- Data entries:
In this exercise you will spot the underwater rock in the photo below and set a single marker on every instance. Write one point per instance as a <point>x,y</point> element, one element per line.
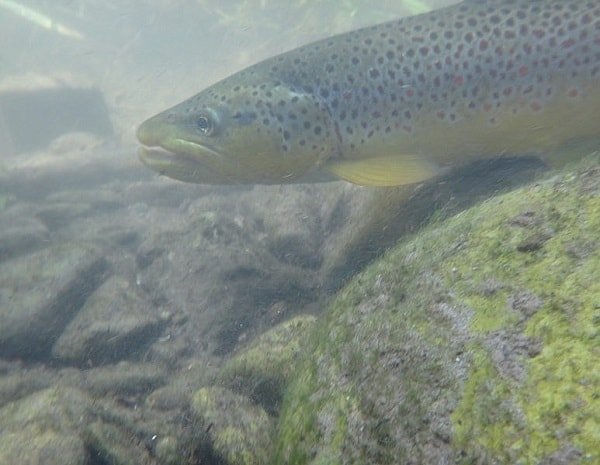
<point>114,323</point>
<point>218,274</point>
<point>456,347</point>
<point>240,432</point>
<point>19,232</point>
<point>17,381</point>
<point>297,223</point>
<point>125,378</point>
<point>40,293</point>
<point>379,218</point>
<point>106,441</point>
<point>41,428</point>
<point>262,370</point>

- Short task: Write out every line of the listing above verbatim, omitting the picture.

- Output for this exercise:
In this exercise you will spot the underwater rock in the photo below and set a single marker on every instance. Write one point per instance as a <point>x,y</point> element, one element per line.
<point>114,323</point>
<point>218,274</point>
<point>456,347</point>
<point>240,432</point>
<point>19,232</point>
<point>17,381</point>
<point>297,223</point>
<point>125,378</point>
<point>40,293</point>
<point>379,218</point>
<point>106,441</point>
<point>41,428</point>
<point>262,370</point>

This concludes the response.